PROBLEM DETAILS =>
Repeat the lines below exactly as they appear, but leave out the images.

Image location labeling entries =>
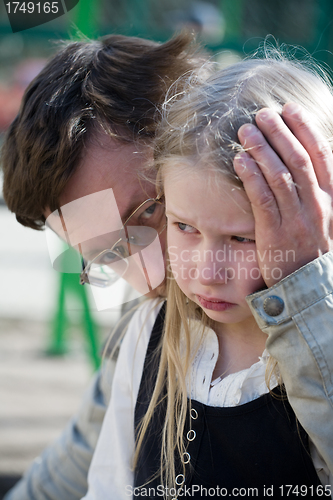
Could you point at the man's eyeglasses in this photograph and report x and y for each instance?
(139, 230)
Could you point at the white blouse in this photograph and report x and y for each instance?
(111, 473)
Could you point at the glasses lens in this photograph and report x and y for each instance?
(138, 236)
(108, 268)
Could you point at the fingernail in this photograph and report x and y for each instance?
(265, 114)
(292, 108)
(248, 130)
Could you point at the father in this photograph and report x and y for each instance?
(87, 123)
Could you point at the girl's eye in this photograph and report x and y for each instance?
(186, 228)
(241, 239)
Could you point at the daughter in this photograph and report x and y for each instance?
(206, 403)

SOLUTION =>
Could you point at the man's eyeglasses in this photograph and report x and y for each instance?
(139, 230)
Could you point at the white blouse in this photograph and report x and y for each instance?
(111, 473)
Could you point at the glasses lens in this photograph and report x and y for each instance?
(138, 236)
(108, 268)
Could you point at the fingernail in this photograph and report x and y for each instance?
(265, 114)
(292, 108)
(248, 130)
Could you point at the father in this photograph and report x and y for each instance?
(87, 123)
Could you point at the girl's eye in this photograph and report x and y for each instance?
(186, 228)
(241, 239)
Could you point at the daughter in this photograph and report x and y for each instance?
(206, 403)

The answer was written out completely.